* _THE TASK_
Every single entry needs to appear again exactly as given.

---------- DATASET

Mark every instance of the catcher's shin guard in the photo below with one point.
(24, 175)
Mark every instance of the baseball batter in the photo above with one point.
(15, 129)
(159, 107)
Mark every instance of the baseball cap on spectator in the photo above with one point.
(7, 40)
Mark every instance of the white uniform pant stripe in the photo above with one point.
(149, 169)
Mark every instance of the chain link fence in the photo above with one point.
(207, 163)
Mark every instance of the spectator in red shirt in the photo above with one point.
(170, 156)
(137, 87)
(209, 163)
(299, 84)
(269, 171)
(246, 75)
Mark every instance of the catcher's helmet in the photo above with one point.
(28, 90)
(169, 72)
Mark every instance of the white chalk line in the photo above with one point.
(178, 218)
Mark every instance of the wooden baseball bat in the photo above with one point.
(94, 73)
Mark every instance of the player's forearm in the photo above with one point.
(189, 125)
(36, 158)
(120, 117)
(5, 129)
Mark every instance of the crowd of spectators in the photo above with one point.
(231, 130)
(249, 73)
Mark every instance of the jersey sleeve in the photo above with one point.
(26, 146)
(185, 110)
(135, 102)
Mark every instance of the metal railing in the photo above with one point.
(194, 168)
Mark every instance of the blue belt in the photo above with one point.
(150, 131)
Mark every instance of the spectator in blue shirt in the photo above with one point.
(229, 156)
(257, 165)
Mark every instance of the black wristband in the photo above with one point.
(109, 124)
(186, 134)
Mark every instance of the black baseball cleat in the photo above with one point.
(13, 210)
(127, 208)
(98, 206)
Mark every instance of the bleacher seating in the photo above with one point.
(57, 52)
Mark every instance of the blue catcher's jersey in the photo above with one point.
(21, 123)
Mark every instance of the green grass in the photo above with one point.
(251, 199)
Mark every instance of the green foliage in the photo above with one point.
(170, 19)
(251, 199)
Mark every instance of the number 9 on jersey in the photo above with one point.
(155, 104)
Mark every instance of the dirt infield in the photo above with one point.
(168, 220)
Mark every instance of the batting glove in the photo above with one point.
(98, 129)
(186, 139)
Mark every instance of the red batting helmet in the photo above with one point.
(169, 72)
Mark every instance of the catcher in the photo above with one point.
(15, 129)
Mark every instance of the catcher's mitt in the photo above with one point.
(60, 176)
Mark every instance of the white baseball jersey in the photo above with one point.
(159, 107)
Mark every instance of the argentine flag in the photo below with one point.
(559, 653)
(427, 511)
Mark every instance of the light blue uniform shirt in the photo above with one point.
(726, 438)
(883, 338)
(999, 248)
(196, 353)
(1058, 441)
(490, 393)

--------------------

* _FINAL ANSWER_
Mark every instance of the catcher's shin guard in the photo below with one point.
(24, 175)
Mark every instance of the baseball batter in the photo above with one point.
(15, 129)
(159, 107)
Mark every instance of the baseball cap on spectator in the photo above with one point.
(7, 40)
Mark every instance of the white uniform pant stripe in the photo above with one point.
(149, 169)
Mark every instance of the chain link fence in the photo above with one point.
(207, 163)
Mark every instance of the spectator in red shirt in the photo above with one point.
(170, 156)
(137, 87)
(209, 163)
(299, 84)
(269, 171)
(246, 75)
Mark every instance of the catcher's helmet in the photo above with one point.
(28, 90)
(169, 72)
Mark every instance of the white chalk line in the photo above with one point.
(178, 218)
Mark every instance of the wooden baseball bat in the photo above with one point.
(94, 73)
Mark every instance of the player's forearm in the photo above with one point.
(189, 125)
(36, 158)
(120, 117)
(5, 129)
Mark every instance of the crowd of spectators in the photo above with one point.
(231, 130)
(249, 73)
Mark every instance of the jersey sleeve in the photo above with one point.
(26, 146)
(185, 110)
(135, 102)
Mark every instance of the metal railing in the photo above with one point.
(194, 168)
Mark every instance of the blue belt in the photo above with one point.
(150, 131)
Mark every instance of the spectator in blue shirt in the photo above with one point.
(229, 156)
(257, 165)
Mark every instance of the black wristband in the photo above with one point.
(109, 124)
(186, 134)
Mark every instance of the black baseball cleat in the photo above with one point.
(13, 210)
(127, 208)
(98, 206)
Mark every instance of the bleacher seating in the photo above with one point.
(57, 52)
Mark every instance of the blue catcher's jersey in the photo above with one point.
(21, 123)
Mark every instance of the green grass in the photo above with one point.
(251, 199)
Mark every instance of the green foliage in the photo above with one point.
(170, 19)
(251, 199)
Mark every instance of the number 9 on jersey in the photo above with one point.
(155, 104)
Mark every instance of the dirt infield in the photo above with one point.
(168, 220)
Mark every instance of the batting glove in the photo above with one point.
(98, 129)
(186, 139)
Mark every instance of the red batting helmet in the photo above with one point.
(169, 72)
Mark every instance of the catcher in the photo above with one point.
(15, 129)
Mark every instance of the catcher's mitt in the photo above with one point.
(60, 176)
Mark every instance of the white baseball jersey in the photo above with one point.
(159, 107)
Mark every instance of the argentine flag in the photo below with one point.
(559, 653)
(427, 511)
Mark every instance of the light blue uniform shirt in the photo above with one point.
(726, 438)
(883, 338)
(999, 248)
(196, 353)
(1058, 441)
(490, 393)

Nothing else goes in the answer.